--- start of Raw records ---

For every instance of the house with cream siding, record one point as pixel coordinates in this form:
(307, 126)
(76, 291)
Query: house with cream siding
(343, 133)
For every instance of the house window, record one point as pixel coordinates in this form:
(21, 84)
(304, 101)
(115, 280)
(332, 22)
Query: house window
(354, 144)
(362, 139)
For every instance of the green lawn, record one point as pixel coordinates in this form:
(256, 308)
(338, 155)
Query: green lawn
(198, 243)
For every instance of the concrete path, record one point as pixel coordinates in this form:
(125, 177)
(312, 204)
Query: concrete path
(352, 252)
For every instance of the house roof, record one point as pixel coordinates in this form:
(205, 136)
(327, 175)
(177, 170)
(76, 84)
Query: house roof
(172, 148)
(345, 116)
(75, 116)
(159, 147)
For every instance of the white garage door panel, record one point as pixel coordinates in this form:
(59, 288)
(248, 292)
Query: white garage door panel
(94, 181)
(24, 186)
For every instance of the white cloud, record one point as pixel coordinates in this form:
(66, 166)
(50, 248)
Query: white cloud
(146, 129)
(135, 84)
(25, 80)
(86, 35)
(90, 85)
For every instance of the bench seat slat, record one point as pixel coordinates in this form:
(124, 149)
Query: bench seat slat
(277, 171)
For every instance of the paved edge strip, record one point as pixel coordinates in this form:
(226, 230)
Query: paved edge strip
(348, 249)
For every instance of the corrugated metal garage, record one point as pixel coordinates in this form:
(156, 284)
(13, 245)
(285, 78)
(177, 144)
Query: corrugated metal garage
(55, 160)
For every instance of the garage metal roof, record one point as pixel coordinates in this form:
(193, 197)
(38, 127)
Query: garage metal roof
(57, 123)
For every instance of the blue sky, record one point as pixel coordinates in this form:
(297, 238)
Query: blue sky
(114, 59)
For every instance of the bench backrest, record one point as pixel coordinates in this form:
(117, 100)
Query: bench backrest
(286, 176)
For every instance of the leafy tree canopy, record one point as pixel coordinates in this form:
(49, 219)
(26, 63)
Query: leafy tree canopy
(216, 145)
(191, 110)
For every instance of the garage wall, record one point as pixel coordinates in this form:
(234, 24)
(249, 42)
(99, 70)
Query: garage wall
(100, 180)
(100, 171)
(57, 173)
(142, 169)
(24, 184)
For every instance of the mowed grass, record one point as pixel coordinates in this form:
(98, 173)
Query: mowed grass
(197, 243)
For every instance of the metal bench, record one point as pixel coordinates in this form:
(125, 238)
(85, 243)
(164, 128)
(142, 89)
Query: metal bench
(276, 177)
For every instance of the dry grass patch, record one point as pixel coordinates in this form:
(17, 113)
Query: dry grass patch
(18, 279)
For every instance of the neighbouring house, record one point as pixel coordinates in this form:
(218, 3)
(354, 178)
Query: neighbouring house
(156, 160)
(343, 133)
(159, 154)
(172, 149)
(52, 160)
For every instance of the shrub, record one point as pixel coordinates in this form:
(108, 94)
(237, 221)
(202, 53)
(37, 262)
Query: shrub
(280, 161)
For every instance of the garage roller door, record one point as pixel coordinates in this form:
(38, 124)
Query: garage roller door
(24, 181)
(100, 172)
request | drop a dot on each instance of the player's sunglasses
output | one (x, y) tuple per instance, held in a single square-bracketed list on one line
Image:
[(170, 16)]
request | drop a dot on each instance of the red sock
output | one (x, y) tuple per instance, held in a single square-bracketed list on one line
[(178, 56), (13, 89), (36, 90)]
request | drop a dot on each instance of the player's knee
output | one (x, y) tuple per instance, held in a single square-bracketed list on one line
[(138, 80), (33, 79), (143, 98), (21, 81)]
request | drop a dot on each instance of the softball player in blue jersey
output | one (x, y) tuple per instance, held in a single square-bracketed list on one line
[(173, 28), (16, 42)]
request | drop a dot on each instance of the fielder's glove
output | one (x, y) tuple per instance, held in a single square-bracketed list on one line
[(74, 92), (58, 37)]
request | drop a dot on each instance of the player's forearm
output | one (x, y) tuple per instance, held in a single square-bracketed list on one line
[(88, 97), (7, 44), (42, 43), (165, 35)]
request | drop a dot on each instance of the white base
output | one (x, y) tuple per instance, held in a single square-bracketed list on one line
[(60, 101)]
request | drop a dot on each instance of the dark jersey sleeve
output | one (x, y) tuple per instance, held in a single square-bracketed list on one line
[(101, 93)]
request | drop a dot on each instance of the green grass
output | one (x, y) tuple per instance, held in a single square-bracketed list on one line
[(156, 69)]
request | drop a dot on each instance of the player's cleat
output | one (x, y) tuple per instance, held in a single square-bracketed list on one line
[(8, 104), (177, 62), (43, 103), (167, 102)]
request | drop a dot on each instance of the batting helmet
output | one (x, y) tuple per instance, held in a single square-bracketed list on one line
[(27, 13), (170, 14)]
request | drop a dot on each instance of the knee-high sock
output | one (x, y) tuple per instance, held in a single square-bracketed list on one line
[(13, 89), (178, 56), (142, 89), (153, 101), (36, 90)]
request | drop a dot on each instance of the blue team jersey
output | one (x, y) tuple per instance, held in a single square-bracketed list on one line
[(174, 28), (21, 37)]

--- end of Raw records ---

**The request**:
Type out all of the material again, word for word.

**The answer**:
For every instance of the house with cream siding, record one point as pixel coordinates in this form:
(307, 126)
(76, 291)
Query: house with cream siding
(343, 133)
For every instance of the house window, record one point as pixel coordinates in this form:
(21, 84)
(304, 101)
(115, 280)
(332, 22)
Query: house window
(354, 144)
(362, 139)
For every instance of the green lawn, record one point as pixel coordinates in this form:
(256, 308)
(338, 155)
Query: green lawn
(198, 243)
For every instance of the concrete path, record one point as pixel coordinates in this form:
(125, 177)
(312, 204)
Query: concrete path
(352, 252)
For every instance of the house roof, record one point as pixel coordinates in this form:
(205, 136)
(327, 175)
(177, 170)
(76, 84)
Query: house roof
(172, 148)
(345, 116)
(75, 116)
(159, 147)
For every instance of the white garage door panel, record one point as pixel coordinates in this form:
(59, 288)
(248, 292)
Query: white garage door panel
(94, 181)
(24, 186)
For every instance of the white cloud, record one point as pixel coordinates in this form:
(66, 166)
(50, 248)
Query: white cloud
(146, 129)
(135, 84)
(25, 80)
(86, 35)
(90, 85)
For every instance of the bench seat slat, record one point as pixel coordinates in this form:
(124, 149)
Query: bench seat slat
(277, 171)
For every instance of the paved edge strip, record one point as pixel coordinates in this form:
(226, 230)
Query: paved edge strip
(348, 249)
For every instance of the corrugated metal garage, record one point as pixel coordinates in this form:
(156, 284)
(13, 245)
(285, 78)
(177, 144)
Query: corrugated metal garage
(55, 160)
For every instance of the garage metal roof, record one point as pixel coordinates in this form:
(193, 197)
(38, 127)
Query: garage metal roof
(57, 123)
For every instance of the blue sky, record one point as pixel coordinates in this form:
(297, 238)
Query: blue sky
(114, 59)
For every instance of the bench backrest, record one point as pixel coordinates in this form:
(117, 100)
Query: bench backrest
(286, 176)
For every instance of the leafy tree canopy, record one point as pixel coordinates in this form:
(49, 219)
(26, 63)
Query: leafy tree canopy
(216, 145)
(191, 110)
For every instance of the garage wall, record one point as pixel coordinates in this form:
(234, 24)
(249, 42)
(99, 70)
Query: garage wall
(100, 180)
(100, 171)
(57, 173)
(142, 169)
(24, 184)
For every instance of the mowed grass, record one point as pixel coordinates in this form:
(98, 173)
Query: mowed grass
(197, 243)
For every instance of the metal bench, record one point as pixel coordinates in this form:
(125, 238)
(85, 243)
(164, 128)
(142, 89)
Query: metal bench
(276, 177)
For every instance of the dry grass patch, record one point as pixel coordinates in this form:
(17, 113)
Query: dry grass patch
(18, 279)
For every instance of the neighbouring house, record one point as pixel coordinates in this form:
(218, 3)
(354, 178)
Query: neighbouring house
(156, 160)
(343, 133)
(159, 154)
(172, 149)
(52, 160)
For every instance of the shrub, record one point as pixel coordinates in this form:
(108, 94)
(237, 221)
(202, 53)
(37, 262)
Query: shrub
(280, 161)
For every instance of the garage roller door, record one point as pixel coordinates in this form:
(38, 124)
Query: garage roller door
(24, 181)
(100, 172)
request | drop a dot on each instance of the player's sunglasses
output | one (x, y) tuple per instance, held in a single square-bracketed list on one line
Image:
[(170, 16)]
request | drop a dot on each instance of the red sock
output | one (x, y) tuple per instance, held in a single square-bracketed list on one line
[(178, 56), (13, 89), (36, 90)]
request | drop a dot on each instance of the player's knee
output | one (x, y) tuple per instance, held in a single square-bracketed list on one line
[(138, 80), (33, 79), (143, 98), (21, 81)]
request | drop a dot on each instance of the softball player in blue jersey
output | one (x, y) tuple per instance, held in a single square-bracketed list on one line
[(173, 28), (16, 42)]
request | drop a dot on each instance of the fielder's glove
output | one (x, y) tuple per instance, held in a single square-bracketed list on one line
[(74, 92), (58, 37)]
request | drop a dot on each instance of the player's forearm
output | one (x, y) tuple per instance, held in a single square-bracketed list on one line
[(88, 97), (7, 44), (42, 43), (165, 35)]
request | drop a dot on each instance of the white base
output | one (x, y) tuple per instance, held in a single square-bracketed list on one line
[(60, 101)]
request | drop a dot on each instance of the dark jersey sleeve
output | one (x, y) tuple per instance, held in a single square-bracketed list on one line
[(101, 93)]
request | drop a dot on each instance of the green grass
output | one (x, y) tuple per instance, held in a single square-bracketed list on one line
[(156, 69)]
request | drop a dot on each instance of the player's cleat
output | one (x, y) tuple per instance, held in a single square-bracketed list on one line
[(8, 104), (177, 62), (43, 103), (167, 102)]
request | drop a dot on each instance of the batting helmet
output | one (x, y) tuple per instance, held in a single square-bracketed list on one line
[(27, 13), (170, 14)]
request | drop a dot on each instance of the knee-high sock
output | one (x, y) tuple per instance, held in a single square-bracketed list on one line
[(13, 89), (178, 56), (142, 89), (153, 101), (36, 90)]
request | drop a dot on each instance of the blue team jersey
output | one (x, y) tuple per instance, held in a single square-bracketed list on one line
[(174, 28), (21, 37)]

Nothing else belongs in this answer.